Assigned task » From the passage on 6-gingerol-loaded magnesium oxide nanoparticles, write out word for word the section that opens with "1. To evaluate" and closes with "in these activities.".

═══ Text passage ═══

Figure 12 Profile of protein-ligand interactions of important interacting amino acids during 6-gingerol and Sirt2 protein complex MD simulation (A), and a timeline depicting how the ligand interacts with the amino acids in the Sirt2 protein (B).

Conclusion and Perspectives

6-Gingerol and its loaded Mg NPs have the ability to suppress cell migration and proliferation, trigger cell cycle arrest and death, and alter important signalling entailed in the initiation and metastasis. Gi-MgO NPs are characterized by FT-IR spectroscopy, XRD, DLS, SEM-EDX, TEM, and XPS investigations. Findings from these investigations showed that the biosynthesized Gi-MgO NPs range in size from 12.5 to 57.6 nm and are crystalline, spherical, and well-dispersed. In light of this, we suggest the following next paths for Gi-MgO NP research:

1. To evaluate Gi-MgO NPs antiangiogenic, proapoptotic, and antimetastatic effects in a genre of cancer cell types and animal models, as well as the primary molecular targets and regulators implicated in these activities.
2. Investigate Gi-MgO NP's involvement in regulating the cellular stress response and mitochondrial function by looking at its binding mechanism and interaction locations in cancer cells.
3. To assess Gi-MgO NPs impact on the immune system and tumour microenvironment, as well as to maximize the antitumor effect in THP1 via the PI3K/Akt/mTOR pathway by dose optimization and mode of administration.
4. To investigate the impact of Gi-MgO NPs on oncogenes and tumour suppressor genes as well as the epigenetic control of DNA methylation and gene expression in THP1 cells.

All things considered, the evidence points to the good anticancer, antioxidant, and anti-inflammatory properties of magnesium NPs laden with 6-gingerol. To determine the molecular mechanisms of action of Gi-MgO NPs in various cancer types and stages, as well as their pharmacokinetics, bioavailability, and safety in individuals, more research is required. To increase its effectiveness and lower its toxicity, Gi-MgO NPs synergistic or additive actions with conventional chemotherapeutic drugs or other natural chemicals need to be investigated. The stability and bioactivity of 6-gingerol-loaded MgO NPs could be enhanced in vivo by creating innovative formulations or administration methods. To fully realize the promise of Gi-MgO NPs as a novel anticancer agent derived from ginger, further research is therefore necessary. These findings demonstrate the notability of green technology in the production of nanoparticles as well as its potential for use in biomedicine and disease prevention in the future.

═══ Exercise data ═══

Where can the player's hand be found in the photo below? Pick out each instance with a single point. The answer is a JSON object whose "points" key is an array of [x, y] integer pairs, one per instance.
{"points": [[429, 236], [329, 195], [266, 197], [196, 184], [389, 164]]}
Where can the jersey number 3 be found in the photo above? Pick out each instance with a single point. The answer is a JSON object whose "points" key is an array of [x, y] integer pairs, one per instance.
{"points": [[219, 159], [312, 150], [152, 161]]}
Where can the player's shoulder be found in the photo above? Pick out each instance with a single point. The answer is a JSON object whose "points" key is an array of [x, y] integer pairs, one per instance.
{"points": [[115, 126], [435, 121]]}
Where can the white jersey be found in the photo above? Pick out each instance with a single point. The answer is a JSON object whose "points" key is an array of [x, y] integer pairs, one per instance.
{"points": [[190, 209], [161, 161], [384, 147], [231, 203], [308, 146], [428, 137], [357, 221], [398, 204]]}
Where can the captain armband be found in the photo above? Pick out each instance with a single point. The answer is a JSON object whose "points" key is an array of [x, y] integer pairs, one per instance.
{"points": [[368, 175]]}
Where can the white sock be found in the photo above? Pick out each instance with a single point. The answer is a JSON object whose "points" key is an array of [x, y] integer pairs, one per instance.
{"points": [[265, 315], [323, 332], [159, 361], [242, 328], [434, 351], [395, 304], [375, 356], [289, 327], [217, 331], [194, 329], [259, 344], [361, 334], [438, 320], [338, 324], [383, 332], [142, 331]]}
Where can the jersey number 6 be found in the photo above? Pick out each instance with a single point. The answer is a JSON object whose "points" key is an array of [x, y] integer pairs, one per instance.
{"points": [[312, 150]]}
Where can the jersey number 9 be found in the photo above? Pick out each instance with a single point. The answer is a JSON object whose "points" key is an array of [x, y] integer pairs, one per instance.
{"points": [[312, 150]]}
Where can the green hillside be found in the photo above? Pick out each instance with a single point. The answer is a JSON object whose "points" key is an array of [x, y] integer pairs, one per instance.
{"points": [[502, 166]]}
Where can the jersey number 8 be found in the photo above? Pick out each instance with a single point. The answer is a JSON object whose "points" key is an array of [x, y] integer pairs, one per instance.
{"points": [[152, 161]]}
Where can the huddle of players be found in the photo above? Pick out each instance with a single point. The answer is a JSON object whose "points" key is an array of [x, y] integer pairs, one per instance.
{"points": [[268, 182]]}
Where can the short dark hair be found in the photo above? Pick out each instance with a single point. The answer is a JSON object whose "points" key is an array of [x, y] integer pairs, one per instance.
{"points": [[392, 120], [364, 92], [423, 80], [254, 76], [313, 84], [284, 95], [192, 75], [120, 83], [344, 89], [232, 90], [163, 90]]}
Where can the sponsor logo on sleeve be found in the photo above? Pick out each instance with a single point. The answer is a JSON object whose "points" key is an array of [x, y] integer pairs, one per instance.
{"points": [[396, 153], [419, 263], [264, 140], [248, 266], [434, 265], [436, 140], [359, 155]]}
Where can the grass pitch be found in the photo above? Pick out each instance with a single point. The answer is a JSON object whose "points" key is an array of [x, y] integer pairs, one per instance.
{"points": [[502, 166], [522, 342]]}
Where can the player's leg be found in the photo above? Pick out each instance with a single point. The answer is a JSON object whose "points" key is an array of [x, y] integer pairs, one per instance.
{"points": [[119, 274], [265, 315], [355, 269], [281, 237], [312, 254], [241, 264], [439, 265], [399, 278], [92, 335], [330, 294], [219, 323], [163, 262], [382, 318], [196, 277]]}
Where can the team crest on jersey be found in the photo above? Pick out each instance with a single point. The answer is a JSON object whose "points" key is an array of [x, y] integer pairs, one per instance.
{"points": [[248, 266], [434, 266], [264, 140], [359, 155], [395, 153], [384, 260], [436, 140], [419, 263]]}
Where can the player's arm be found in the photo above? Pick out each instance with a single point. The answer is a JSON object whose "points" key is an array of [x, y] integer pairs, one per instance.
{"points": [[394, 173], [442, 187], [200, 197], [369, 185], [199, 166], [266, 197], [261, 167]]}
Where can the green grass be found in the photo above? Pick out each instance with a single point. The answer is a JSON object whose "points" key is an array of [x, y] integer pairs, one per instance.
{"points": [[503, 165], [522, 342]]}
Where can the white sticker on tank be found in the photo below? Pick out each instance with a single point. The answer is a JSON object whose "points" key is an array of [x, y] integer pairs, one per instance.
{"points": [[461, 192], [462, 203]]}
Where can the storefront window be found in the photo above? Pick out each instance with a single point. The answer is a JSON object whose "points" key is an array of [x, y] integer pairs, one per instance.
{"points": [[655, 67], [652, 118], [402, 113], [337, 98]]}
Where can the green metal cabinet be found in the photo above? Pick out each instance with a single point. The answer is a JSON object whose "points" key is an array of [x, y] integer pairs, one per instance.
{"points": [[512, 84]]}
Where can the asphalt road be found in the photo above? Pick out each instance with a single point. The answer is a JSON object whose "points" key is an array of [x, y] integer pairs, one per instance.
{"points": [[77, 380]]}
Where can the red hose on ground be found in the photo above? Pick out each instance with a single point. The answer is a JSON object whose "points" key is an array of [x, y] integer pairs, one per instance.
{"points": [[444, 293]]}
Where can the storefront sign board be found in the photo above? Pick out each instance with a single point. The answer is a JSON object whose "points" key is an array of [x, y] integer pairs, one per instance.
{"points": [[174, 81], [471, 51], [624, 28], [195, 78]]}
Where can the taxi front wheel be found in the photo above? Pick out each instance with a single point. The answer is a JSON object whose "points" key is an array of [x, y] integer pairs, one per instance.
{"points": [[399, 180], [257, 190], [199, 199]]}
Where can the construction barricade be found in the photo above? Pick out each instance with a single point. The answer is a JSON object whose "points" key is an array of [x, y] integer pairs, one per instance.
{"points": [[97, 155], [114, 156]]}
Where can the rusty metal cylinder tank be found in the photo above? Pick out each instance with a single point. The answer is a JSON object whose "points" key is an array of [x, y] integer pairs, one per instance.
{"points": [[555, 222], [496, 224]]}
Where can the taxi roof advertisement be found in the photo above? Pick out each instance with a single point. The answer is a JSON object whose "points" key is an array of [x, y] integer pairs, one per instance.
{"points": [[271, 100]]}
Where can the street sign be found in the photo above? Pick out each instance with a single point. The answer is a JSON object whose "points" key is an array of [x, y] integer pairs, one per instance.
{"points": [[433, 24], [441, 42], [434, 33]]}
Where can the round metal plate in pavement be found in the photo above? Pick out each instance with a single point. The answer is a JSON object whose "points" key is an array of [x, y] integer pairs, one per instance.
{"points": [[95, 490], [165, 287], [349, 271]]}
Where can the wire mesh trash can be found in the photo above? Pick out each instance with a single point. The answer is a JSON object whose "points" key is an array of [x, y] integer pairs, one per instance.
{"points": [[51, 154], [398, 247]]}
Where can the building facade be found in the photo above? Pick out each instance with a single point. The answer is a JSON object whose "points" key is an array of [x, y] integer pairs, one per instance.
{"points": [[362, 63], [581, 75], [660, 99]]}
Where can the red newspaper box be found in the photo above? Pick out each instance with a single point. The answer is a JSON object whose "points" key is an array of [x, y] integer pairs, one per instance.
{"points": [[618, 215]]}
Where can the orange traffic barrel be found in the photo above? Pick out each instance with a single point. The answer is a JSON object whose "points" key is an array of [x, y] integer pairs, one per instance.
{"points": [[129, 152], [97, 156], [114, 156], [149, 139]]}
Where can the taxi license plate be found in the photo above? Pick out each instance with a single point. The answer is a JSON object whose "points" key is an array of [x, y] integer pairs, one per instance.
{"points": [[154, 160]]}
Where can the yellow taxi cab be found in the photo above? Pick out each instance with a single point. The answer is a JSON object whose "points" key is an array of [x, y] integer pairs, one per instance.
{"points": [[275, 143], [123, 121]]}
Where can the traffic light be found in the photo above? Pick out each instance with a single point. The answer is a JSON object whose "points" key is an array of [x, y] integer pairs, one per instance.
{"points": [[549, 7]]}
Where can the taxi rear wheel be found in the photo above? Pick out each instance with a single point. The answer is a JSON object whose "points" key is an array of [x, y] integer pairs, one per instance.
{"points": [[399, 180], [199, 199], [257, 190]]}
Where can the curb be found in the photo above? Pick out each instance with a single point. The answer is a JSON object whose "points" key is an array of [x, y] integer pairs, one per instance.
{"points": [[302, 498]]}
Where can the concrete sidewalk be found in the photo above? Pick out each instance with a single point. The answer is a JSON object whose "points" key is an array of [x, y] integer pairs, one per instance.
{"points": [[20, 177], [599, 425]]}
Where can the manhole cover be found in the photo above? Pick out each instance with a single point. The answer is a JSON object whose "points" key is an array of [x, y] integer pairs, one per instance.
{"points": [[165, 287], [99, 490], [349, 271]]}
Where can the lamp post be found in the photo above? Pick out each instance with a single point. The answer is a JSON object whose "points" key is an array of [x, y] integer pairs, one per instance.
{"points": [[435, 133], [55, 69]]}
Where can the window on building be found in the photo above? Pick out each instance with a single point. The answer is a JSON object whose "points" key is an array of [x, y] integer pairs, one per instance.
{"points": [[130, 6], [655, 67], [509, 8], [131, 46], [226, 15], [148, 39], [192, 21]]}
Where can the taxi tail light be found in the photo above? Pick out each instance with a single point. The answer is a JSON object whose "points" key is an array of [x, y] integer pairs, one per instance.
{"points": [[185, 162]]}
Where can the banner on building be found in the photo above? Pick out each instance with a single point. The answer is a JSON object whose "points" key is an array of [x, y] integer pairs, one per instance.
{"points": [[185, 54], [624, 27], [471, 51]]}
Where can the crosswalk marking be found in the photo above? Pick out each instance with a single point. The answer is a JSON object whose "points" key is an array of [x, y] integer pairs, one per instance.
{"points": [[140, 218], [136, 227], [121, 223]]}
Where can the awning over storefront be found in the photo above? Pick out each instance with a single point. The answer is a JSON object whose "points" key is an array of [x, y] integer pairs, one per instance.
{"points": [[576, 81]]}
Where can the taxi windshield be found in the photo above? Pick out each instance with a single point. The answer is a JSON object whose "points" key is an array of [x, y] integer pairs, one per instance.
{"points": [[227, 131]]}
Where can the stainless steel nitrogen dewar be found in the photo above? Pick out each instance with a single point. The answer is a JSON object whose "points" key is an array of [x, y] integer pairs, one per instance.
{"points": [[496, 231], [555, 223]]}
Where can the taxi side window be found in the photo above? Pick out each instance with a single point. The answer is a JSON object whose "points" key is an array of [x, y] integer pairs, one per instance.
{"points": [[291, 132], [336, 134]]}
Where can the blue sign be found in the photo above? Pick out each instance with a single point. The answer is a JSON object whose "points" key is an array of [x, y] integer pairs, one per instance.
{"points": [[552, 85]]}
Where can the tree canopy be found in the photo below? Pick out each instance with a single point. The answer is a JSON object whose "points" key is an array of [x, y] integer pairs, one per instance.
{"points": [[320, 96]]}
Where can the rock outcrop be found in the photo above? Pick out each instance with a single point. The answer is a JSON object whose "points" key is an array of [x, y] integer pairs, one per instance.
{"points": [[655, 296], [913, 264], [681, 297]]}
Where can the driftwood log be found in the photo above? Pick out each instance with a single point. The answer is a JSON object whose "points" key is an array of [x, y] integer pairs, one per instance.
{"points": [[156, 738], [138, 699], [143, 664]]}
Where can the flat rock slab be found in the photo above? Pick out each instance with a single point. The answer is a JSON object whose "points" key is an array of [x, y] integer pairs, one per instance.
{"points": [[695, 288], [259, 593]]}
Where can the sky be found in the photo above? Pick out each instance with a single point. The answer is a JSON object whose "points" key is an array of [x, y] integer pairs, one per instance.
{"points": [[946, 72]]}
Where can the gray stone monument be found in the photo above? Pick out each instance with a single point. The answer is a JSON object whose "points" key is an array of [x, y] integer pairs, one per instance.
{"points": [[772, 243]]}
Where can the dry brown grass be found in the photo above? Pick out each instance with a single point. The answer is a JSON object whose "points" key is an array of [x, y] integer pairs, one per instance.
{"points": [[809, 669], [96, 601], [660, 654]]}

═══

Response to this task »
1. To evaluate Gi-MgO NPs antiangiogenic, proapoptotic, and antimetastatic effects in a genre of cancer cell types and animal models, as well as the primary molecular targets and regulators implicated in these activities.